Task
Continue the commentary on political show trials and the Greek debt deal, starting right after its last sentence.

Document passage
....................

However, "a loyal opposition" is a difficult concept for a lot of countries that simply don't understand the adversarial system of law that developed in the English speaking world. Its underpinnings are culturally alien to them and so they concoct these kinds of show trials. It's a dead giveaway that they don't get democracy. 

Imagine my grievance and dismay then to see the Opposition Leader of this land, sitting in the dock over this stupid political show trial in Australia; Australia, the once most progressive nation in the English speaking world, reduced to the spectacle of a political show trial. You'd think we were Indonesia-without-the-executions; but no, we're even worse than that because they've stopped doing these for now in a sign that they've begun to get democracy. Clearly, our own political leadership has lost the plot. The exasperation in that photo says it all. 

What Yanis Varoufakis Has To Say About The Debt Deal For Greece

Pleiades sent in this nugget. Yanis Varoufakis has a piece in the Guardian
In 2010, the Greek state became insolvent. Two options consistent with continuing membership of the eurozone presented themselves: the sensible one, that any decent banker would recommend – restructuring the debt and reforming the economy; and the toxic option – extending new loans to a bankrupt entity while pretending that it remains solvent. 
Official Europe chose the second option, putting the bailing out of French and German banks exposed to Greek public debt above Greece’s socioeconomic viability. A debt restructure would have implied losses for the bankers on their Greek debt holdings.Keen to avoid confessing to parliaments that taxpayers would have to pay again for the banks by means of unsustainable new loans, EU officials presented the Greek state’s insolvency as a problem of illiquidity, and justified the “bailout” as a case of “solidarity” with the Greeks.

....................

(Image point grounding data)
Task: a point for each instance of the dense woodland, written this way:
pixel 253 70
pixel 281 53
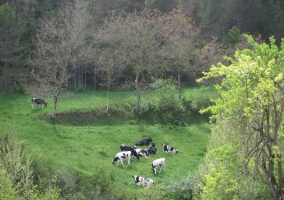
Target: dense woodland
pixel 50 46
pixel 208 21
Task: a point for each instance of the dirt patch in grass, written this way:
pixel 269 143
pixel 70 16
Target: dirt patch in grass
pixel 115 114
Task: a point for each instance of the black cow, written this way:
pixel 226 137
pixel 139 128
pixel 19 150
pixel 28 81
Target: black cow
pixel 152 149
pixel 146 182
pixel 169 149
pixel 40 101
pixel 144 142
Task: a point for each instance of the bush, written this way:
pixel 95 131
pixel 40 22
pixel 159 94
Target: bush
pixel 183 188
pixel 6 190
pixel 20 173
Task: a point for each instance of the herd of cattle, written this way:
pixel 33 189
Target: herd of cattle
pixel 127 152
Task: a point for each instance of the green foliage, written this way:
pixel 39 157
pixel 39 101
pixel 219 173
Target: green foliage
pixel 202 98
pixel 232 38
pixel 78 148
pixel 222 181
pixel 7 191
pixel 251 96
pixel 11 158
pixel 20 174
pixel 80 88
pixel 181 189
pixel 167 105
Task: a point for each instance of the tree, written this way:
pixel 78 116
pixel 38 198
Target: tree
pixel 177 34
pixel 59 46
pixel 251 99
pixel 135 43
pixel 10 34
pixel 109 69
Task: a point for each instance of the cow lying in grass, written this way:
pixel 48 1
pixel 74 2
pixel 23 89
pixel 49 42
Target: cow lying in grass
pixel 121 156
pixel 134 150
pixel 147 152
pixel 40 101
pixel 144 142
pixel 146 182
pixel 169 149
pixel 159 163
pixel 125 155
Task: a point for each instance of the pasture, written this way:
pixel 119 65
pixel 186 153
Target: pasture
pixel 79 146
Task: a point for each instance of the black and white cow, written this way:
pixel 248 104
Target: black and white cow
pixel 40 101
pixel 159 163
pixel 144 153
pixel 144 142
pixel 126 148
pixel 146 182
pixel 152 149
pixel 169 149
pixel 134 150
pixel 121 156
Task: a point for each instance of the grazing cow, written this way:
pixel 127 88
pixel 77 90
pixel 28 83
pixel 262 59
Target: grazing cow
pixel 161 162
pixel 152 149
pixel 38 101
pixel 146 182
pixel 126 148
pixel 169 149
pixel 144 153
pixel 144 142
pixel 121 156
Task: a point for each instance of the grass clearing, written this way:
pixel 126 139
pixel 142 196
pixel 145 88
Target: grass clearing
pixel 69 147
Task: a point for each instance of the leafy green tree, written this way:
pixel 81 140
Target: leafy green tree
pixel 133 38
pixel 232 38
pixel 178 35
pixel 59 47
pixel 251 99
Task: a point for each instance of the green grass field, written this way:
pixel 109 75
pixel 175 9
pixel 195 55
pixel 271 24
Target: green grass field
pixel 85 146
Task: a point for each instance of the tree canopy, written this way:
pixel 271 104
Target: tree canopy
pixel 251 99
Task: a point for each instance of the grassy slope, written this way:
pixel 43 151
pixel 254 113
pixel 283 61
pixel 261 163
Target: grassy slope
pixel 88 148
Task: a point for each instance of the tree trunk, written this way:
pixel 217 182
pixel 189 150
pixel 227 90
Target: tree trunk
pixel 107 99
pixel 6 62
pixel 179 86
pixel 137 93
pixel 55 97
pixel 95 78
pixel 271 179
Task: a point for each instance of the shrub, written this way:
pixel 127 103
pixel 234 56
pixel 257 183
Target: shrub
pixel 20 173
pixel 183 188
pixel 6 190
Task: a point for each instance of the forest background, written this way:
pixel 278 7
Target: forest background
pixel 48 47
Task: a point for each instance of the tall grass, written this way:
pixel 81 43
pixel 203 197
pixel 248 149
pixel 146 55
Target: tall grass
pixel 80 153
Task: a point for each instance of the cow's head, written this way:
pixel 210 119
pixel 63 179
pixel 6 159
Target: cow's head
pixel 115 160
pixel 154 169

....................

Written answer
To frame the cynical transfer of irretrievable private losses on to the shoulders of taxpayers as an exercise in “tough love”, record austerity was imposed on Greece, whose national income, in turn – from which new and old debts had to be repaid – diminished by more than a quarter. It takes the mathematical expertise of a smart eight-year-old to know that this process could not end well. 
Once the sordid operation was complete, Europe had automatically acquired another reason for refusing to discuss debt restructuring: it would now hit the pockets of European citizens! And so increasing doses of austerity were administered while the debt grew larger, forcing creditors to extend more loans in exchange for even more austerity.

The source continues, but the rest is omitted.